Study questions =
**1.** Answer these questions using the blog post:
(a) About how many hours had passed since the twist-crack when they were docked at Marina Santa Marta?
(b) Which clinic did they take a taxi to?
(c) What was the television in the smaller waiting room tuned to?
**2.** Repeat word for word the part of the blog post starting at "Between the curb" and ending at "an eye on us.".
**3.** According to the blog post, what items does the first aid kit include? List all of them.

Document segment =

== Segment start ==

13 August 2012

"Creo que tengo un brazo roto." (Segunda Parte)

I am using one of Ean's big pirate bandanas as a sling.  Under the sling, my arm is bare. Our extensive first aid kit, painstakingly prepared especially for our sail around the world, includes 14 assorted sizes of band-aids (some waterproof), three tubes of anti-bacterial ointment, and a half-roll of Tums, but stops short of really sophisticated medical equipment, like ACE bandages. 

It's been about 30 hours since the twist-crack (read about it in la primera parte); we are docked at Marina Santa Marta, and we've started the check-in process through Dino the agent.  It will take a few days to complete all the customs and immigration paperwork, but the very helpful and kind Dino tells us that we are unofficially cleared to enter Colombia.  Welcome to Santa Marta!  We avail ourselves, first, of a Colombian ATM.  And now, finally, we are ready to take care of our "emergency."  It is just before noon, and we take a taxi to La Clínica Prada, which we've been told is open on the weekend for las urgencias.

Between the curb and the front door, I trip over an uneven bit of sidewalk.  Ean, who has been awake for the past 30 hours, heroic in boat-handling, and a sympathetic and gentle care-taker, can only roll his eyes.  A young security guard opens the glass door for me and in I go, the walking wounded.  We are in a reception area with about 30 plastic chairs (half occupied), a television tuned to the news, and a counter behind a glass partition, where a woman watches my approach warily.  She has decided instantly that I am odd and out of place, and apparently this does NOT endear me to her.  "¡Hola!" I say brightly, and Ean, the only bald man in Santa Marta, gives her a big, sleep-deprived, manic smile.  The security guard and the woman exchange a glance.  He will keep an eye on us.

We have prepared for this moment by looking up Useful Phrases in our Berlitz book.  I try this one on the wary woman: "Creo que tengo un brazo roto." (I believe that I have a broken arm.)  She looks at me and my pirate bandana and my perfectly normal-looking arm and I'm pretty sure she thinks I'm full of crap.  She's probably too polite to tell me so, although of course she COULD tell me, and I wouldn't know to be offended.  When I can't understand her reply ("Lo siento, no hablo español.  ¿Hablas inglés?"), she is so done with me.  With hand motions, she invites us back into the clinic and then waves us away, down a long hallway. 

We wander down the hallway with no idea of what we are supposed to do.  Finally, a guy in a lab coat pauses long enough for me to accost him with: "Creo que tengo un brazo roto."  He, like Wary Woman, looks skeptical.  When he ascertains that we can't understand Spanish, he ushers us through a door at the end of the hallway, where a sign says, "VIP," plus some spanish words that we don't recognize.  We find ourselves in a smaller, more comfortable waiting room, with chairs for about ten people.  There are three children here, along with their assorted grown-ups.  The television is tuned to a show for kids, instead of the news.

== Segment end ==

Data shown =
== Segment start ==

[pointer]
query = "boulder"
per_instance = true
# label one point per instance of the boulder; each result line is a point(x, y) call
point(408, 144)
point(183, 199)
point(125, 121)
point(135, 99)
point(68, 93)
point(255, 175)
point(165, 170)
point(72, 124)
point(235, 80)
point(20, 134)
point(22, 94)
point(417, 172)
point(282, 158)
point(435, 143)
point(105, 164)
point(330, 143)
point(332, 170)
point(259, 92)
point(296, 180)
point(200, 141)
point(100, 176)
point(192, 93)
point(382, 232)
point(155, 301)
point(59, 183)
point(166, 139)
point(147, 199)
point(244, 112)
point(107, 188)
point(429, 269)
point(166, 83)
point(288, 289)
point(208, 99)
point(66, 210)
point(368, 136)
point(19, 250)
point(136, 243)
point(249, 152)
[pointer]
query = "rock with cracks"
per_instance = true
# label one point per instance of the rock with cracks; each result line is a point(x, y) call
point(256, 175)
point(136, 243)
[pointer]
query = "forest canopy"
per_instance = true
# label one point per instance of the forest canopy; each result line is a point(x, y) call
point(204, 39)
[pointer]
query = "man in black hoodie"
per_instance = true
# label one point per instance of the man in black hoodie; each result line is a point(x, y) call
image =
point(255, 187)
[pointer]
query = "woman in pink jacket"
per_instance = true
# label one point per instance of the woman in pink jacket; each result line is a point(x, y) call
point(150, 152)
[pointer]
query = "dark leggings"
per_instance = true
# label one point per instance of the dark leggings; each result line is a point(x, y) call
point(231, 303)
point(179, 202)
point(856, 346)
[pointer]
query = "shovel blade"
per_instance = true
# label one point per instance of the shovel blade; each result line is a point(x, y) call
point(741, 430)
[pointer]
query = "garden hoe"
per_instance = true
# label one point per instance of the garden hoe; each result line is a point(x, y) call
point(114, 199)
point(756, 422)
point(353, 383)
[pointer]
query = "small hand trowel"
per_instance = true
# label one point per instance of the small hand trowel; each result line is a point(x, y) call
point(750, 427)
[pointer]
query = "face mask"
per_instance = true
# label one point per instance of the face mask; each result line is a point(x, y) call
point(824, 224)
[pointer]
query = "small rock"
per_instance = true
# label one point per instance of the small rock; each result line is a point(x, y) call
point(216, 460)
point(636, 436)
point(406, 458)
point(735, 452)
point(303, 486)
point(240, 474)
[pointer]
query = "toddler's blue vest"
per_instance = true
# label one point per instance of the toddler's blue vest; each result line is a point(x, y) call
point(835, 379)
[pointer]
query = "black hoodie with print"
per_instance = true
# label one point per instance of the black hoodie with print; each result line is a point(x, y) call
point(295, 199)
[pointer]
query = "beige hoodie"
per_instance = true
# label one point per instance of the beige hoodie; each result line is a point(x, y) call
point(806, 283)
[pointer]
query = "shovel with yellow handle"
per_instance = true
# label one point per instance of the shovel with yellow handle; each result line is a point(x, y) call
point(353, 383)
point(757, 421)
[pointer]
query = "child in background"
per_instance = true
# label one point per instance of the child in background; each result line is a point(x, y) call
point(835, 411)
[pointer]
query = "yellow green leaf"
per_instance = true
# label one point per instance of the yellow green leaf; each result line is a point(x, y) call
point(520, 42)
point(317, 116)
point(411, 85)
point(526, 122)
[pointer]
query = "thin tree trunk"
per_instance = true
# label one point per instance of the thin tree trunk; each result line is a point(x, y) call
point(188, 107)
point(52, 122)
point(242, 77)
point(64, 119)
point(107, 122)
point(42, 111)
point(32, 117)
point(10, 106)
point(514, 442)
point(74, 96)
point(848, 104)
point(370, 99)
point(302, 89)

== Segment end ==

Expected results =
**1.**
(a) About 30 hours.
(b) La Clínica Prada.
(c) A show for kids.

**2.**
Between the curb and the front door, I trip over an uneven bit of sidewalk.  Ean, who has been awake for the past 30 hours, heroic in boat-handling, and a sympathetic and gentle care-taker, can only roll his eyes.  A young security guard opens the glass door for me and in I go, the walking wounded.  We are in a reception area with about 30 plastic chairs (half occupied), a television tuned to the news, and a counter behind a glass partition, where a woman watches my approach warily.  She has decided instantly that I am odd and out of place, and apparently this does NOT endear me to her.  "¡Hola!" I say brightly, and Ean, the only bald man in Santa Marta, gives her a big, sleep-deprived, manic smile.  The security guard and the woman exchange a glance.  He will keep an eye on us.

**3.**
- 14 assorted sizes of band-aids (some waterproof)
- Three tubes of anti-bacterial ointment
- A half-roll of Tums